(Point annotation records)
►

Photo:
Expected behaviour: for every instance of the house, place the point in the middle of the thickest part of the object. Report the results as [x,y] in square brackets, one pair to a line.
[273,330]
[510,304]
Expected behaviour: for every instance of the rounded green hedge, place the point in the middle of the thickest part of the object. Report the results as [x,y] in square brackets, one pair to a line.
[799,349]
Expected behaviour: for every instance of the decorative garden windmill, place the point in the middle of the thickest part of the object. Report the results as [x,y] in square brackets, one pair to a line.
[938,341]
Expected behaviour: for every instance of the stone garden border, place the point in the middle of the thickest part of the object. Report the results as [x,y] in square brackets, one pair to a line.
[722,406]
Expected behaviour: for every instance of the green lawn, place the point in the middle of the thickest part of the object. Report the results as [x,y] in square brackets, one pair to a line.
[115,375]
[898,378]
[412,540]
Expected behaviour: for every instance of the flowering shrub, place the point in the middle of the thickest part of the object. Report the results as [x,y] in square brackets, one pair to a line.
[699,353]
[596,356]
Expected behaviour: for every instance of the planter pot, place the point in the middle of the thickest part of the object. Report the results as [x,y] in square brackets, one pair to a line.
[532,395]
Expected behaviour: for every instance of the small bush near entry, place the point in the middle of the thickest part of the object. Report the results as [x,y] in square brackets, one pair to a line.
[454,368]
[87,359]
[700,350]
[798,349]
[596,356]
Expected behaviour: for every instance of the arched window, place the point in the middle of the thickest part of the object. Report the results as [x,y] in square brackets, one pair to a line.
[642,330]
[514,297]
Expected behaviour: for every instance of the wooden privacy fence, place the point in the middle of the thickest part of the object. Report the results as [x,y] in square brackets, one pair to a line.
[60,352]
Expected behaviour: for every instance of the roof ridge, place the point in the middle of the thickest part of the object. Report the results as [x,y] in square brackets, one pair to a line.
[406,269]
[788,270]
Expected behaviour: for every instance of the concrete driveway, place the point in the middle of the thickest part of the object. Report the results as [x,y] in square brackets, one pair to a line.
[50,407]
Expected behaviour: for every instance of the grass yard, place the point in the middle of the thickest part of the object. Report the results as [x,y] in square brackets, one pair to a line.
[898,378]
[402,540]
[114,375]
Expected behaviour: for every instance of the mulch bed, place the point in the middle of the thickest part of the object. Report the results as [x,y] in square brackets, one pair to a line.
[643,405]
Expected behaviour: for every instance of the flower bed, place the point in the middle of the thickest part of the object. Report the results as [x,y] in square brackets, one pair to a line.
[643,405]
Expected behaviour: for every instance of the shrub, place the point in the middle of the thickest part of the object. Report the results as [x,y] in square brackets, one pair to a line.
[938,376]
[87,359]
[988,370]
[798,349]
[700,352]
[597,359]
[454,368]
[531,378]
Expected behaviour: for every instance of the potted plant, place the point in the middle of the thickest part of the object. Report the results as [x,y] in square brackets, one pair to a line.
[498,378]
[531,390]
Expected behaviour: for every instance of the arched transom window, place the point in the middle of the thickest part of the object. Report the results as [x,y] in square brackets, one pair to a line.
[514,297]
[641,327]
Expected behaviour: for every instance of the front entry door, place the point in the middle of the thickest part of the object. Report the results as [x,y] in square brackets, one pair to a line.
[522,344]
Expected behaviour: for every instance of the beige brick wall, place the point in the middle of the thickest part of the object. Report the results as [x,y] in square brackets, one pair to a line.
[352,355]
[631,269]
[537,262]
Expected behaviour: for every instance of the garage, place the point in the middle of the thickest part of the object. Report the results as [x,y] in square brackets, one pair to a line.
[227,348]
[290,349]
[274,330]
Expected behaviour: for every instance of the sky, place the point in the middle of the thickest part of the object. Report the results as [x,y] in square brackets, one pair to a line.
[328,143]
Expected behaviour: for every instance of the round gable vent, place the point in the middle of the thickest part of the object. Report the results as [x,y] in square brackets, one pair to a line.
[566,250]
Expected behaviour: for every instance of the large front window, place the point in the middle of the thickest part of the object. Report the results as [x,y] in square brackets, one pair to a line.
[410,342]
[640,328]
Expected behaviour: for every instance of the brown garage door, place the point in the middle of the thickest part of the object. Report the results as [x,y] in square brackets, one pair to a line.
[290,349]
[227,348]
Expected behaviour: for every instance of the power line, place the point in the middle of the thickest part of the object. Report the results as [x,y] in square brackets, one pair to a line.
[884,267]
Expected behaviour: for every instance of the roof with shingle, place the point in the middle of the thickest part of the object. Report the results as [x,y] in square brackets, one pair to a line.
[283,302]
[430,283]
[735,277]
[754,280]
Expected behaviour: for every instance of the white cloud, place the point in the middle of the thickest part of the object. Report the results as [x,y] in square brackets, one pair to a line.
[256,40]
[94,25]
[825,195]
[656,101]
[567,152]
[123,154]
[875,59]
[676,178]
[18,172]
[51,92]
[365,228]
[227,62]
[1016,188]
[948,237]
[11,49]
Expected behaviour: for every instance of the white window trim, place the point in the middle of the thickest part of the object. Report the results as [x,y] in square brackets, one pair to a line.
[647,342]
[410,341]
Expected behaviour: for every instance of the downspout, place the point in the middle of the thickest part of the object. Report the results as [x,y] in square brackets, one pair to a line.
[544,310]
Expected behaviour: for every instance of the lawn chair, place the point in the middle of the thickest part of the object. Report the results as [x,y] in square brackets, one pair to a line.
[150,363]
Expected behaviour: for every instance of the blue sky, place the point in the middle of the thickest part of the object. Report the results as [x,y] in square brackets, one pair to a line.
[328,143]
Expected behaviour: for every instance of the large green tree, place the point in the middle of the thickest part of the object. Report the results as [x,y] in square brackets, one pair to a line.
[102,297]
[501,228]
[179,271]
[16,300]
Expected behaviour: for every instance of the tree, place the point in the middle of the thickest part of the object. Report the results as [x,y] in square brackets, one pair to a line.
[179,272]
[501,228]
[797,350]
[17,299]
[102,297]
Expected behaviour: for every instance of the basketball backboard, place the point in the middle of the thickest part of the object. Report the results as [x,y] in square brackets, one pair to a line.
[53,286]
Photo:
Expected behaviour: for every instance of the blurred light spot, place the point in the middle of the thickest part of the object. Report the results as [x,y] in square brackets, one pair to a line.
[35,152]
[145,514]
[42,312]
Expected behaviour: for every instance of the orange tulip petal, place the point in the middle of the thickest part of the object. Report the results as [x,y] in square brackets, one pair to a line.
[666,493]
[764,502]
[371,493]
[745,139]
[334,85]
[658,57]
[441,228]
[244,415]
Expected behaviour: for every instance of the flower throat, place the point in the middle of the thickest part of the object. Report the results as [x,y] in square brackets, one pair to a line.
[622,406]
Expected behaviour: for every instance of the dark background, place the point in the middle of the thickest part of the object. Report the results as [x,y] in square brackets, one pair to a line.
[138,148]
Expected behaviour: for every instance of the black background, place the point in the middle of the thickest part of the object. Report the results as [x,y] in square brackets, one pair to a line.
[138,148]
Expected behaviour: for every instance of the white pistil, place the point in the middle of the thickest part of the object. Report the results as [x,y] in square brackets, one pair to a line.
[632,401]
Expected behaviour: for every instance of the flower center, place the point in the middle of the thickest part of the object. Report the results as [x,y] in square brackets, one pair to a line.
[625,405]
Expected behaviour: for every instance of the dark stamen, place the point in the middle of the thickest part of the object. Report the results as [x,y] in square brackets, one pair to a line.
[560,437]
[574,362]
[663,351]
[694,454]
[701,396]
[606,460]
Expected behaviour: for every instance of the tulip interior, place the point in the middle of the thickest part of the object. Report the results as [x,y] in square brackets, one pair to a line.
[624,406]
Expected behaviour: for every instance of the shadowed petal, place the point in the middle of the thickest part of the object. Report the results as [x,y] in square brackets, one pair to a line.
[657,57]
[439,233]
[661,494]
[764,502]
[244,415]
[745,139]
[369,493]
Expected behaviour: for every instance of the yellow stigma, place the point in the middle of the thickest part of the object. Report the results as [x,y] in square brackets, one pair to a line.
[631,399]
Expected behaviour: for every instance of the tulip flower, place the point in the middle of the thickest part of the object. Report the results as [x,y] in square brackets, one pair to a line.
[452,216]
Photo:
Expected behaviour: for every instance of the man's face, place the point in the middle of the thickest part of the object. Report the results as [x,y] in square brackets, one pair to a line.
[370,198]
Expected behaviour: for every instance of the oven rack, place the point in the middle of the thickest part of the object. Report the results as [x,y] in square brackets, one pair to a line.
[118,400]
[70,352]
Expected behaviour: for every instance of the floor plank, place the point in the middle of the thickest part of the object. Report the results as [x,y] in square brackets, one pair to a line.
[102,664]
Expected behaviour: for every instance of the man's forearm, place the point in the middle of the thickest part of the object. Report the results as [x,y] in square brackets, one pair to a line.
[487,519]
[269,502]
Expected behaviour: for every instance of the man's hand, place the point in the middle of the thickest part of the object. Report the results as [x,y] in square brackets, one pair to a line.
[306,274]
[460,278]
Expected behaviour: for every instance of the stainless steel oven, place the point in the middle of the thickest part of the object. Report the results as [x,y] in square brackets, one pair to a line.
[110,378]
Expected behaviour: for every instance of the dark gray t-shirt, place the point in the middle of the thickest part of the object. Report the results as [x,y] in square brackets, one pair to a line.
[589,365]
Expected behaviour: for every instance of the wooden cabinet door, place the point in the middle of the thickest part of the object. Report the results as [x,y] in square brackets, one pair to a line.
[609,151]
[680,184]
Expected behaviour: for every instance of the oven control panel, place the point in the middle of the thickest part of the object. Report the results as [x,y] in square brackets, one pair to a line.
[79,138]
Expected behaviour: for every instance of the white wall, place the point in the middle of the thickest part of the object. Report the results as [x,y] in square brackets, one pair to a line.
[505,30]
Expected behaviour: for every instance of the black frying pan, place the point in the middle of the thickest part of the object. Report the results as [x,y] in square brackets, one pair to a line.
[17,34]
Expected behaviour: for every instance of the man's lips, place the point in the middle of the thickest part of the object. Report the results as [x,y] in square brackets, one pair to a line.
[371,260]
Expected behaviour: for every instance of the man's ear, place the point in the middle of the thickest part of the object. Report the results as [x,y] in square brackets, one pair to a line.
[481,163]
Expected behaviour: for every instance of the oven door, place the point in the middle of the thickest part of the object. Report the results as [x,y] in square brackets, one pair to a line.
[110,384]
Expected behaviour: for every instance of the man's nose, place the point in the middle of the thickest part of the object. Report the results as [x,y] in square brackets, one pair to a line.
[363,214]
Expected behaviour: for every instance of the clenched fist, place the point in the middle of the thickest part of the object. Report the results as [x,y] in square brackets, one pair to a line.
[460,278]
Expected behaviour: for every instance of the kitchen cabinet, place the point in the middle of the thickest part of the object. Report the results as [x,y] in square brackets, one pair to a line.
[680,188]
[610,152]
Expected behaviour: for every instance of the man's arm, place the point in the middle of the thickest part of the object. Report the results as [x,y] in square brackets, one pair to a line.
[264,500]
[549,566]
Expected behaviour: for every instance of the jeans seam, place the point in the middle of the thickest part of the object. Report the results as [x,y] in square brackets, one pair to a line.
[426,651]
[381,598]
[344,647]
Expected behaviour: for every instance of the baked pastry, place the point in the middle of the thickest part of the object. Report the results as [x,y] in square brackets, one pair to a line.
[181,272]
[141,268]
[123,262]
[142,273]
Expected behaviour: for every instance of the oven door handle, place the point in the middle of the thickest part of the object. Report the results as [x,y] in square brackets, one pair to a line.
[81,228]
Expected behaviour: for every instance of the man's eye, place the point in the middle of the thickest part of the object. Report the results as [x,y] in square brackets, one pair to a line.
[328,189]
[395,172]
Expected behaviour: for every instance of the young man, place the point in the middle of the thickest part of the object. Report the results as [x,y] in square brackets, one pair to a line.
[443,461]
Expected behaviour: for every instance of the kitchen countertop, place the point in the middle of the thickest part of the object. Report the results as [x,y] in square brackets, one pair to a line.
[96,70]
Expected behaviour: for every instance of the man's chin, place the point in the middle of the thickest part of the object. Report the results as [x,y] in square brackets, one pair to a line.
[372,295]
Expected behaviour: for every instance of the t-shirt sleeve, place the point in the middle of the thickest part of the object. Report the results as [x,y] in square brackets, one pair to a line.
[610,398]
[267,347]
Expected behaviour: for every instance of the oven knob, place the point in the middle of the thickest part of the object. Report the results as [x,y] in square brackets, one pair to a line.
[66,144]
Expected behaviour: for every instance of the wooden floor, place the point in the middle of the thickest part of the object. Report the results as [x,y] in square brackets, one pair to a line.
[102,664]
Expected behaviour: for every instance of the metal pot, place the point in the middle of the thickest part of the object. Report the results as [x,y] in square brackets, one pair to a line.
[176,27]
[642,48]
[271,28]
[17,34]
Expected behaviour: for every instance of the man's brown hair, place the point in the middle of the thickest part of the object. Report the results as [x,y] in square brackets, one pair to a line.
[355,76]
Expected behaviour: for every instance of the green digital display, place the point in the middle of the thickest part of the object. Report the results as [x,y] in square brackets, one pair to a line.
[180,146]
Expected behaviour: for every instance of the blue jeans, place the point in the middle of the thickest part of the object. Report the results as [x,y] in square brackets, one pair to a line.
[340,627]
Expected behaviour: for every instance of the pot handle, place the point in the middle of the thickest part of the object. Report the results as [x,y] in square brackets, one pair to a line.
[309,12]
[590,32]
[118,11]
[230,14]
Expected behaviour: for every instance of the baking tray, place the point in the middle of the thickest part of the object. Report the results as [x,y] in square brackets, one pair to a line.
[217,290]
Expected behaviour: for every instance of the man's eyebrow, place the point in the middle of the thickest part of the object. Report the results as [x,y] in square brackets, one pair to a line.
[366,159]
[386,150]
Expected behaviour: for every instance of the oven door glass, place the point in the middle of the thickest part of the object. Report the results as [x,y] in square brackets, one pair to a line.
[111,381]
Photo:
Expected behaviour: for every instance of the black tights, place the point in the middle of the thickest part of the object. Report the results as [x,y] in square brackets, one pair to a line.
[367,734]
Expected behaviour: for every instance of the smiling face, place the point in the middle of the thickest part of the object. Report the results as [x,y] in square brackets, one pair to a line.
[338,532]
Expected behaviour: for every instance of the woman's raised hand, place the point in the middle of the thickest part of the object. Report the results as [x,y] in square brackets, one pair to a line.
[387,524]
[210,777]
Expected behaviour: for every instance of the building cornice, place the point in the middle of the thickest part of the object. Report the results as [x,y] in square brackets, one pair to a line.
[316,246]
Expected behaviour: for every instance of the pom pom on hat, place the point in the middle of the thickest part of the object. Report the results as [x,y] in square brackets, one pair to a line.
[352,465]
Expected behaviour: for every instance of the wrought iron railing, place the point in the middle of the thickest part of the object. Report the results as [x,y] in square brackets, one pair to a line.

◄

# GOAL OF THE EXERCISE:
Repeat word for word the lines running from the line containing "man's eyebrow, place" to the end of the entries above, inclusive.

# RESULT OF THE EXERCISE:
Expected behaviour: for every instance of the man's eyebrow, place the point in the middle of the thickest part of the object. Report the results as [x,y] in square brackets, one pair to a line.
[366,159]
[386,150]
Expected behaviour: for every instance of the oven door glass, place the point in the middle of the thickest part of the object. Report the results as [x,y] in square brackets, one pair to a line.
[111,381]
Photo:
Expected behaviour: for every instance of the black tights, place the point in the middle of the thickest part of the object. Report the results as [x,y] in square brackets, one pair to a line.
[367,734]
Expected behaviour: for every instance of the smiling face, place the point in the middle of the thickest part of the object. Report the results as [x,y] in square brackets, one pair to a line.
[338,532]
Expected behaviour: for every instance of the woman's raised hand, place the point in the middle of the thickest part of the object. Report the results as [x,y] in square brackets, one pair to a line.
[387,524]
[210,777]
Expected behaviour: for every instance of the building cornice, place the point in the middle of the thickest part of the object. Report the results as [x,y] in square brackets, one pair to a line.
[316,246]
Expected behaviour: for every instance of the pom pom on hat, place the point in the middle of the thickest part of the object. Report the results as [x,y] in square brackets, one pair to a line.
[352,465]
Expected behaviour: for every instance of the wrought iron railing, place the point in the middle of the thickest part of the object. Report the results as [x,y] in square brackets, one pair to a line.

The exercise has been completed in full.